What you should do:
Copy every item below verbatim, line by line, changing nothing.

Information supplied:

::::

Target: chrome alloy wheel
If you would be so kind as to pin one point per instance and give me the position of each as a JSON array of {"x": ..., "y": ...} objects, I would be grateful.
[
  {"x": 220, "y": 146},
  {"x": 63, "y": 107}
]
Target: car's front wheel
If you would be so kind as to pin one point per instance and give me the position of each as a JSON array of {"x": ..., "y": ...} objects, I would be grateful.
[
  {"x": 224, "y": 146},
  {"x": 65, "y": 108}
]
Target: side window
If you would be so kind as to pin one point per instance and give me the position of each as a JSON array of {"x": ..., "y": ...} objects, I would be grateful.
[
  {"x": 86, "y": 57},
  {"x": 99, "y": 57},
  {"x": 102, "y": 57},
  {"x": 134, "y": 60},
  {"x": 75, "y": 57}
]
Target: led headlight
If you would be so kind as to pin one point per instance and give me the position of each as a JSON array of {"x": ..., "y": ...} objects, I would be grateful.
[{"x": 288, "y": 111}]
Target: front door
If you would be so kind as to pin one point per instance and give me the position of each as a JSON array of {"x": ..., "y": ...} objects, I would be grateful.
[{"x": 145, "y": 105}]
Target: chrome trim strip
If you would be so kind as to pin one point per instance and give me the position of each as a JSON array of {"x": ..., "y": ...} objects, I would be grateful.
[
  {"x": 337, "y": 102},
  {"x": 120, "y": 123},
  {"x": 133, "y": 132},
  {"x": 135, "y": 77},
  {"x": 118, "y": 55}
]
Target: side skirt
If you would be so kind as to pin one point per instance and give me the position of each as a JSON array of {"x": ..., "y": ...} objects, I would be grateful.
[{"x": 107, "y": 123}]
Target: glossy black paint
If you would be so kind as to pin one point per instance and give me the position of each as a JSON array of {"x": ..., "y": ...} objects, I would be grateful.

::::

Solution for this task:
Target: chrome alloy wheel
If you would be so kind as to pin one point per instance and give me the position of each as a JSON array of {"x": ..., "y": ...} objects, I would be grateful.
[
  {"x": 220, "y": 146},
  {"x": 63, "y": 107}
]
Target: car's front wheel
If you would be so kind as to pin one point per instance and give me the position of each as a JSON array of {"x": ..., "y": ...} objects, I would be grateful.
[
  {"x": 224, "y": 146},
  {"x": 65, "y": 108}
]
Target: side window
If you would be so kind as to pin one point per instance and give me the position of each as a JSON array of {"x": ..., "y": ...} objects, I would be grateful.
[
  {"x": 86, "y": 57},
  {"x": 99, "y": 57},
  {"x": 102, "y": 57},
  {"x": 134, "y": 60},
  {"x": 75, "y": 57}
]
Target: led headlight
If you would be so kind as to pin one point per instance and give me the position of each as a JSON array of {"x": ..., "y": ...} objects, I would be grateful.
[{"x": 288, "y": 111}]
Target: front door
If you would be so kind as to pin one point per instance and give me the position of each as a JSON array of {"x": ..., "y": ...} objects, I would be grateful.
[{"x": 145, "y": 105}]
Target: chrome trim strip
If you would be so kind as to pin one point per instance and give me the position of each as a JSON array of {"x": ..., "y": ...} objects, I would be grateful.
[
  {"x": 337, "y": 102},
  {"x": 120, "y": 123},
  {"x": 133, "y": 132},
  {"x": 135, "y": 77},
  {"x": 118, "y": 55}
]
Target: side skirt
If you would be so kind as to pin one point per instance and give me the position of each as a JSON array of {"x": ..., "y": ...} objects, I would be grateful.
[{"x": 107, "y": 123}]
Target: glossy black paint
If you would be so kind as to pin one point per instance and give me the position of each as a JSON array of {"x": ..., "y": ...} objects, I would be grateful.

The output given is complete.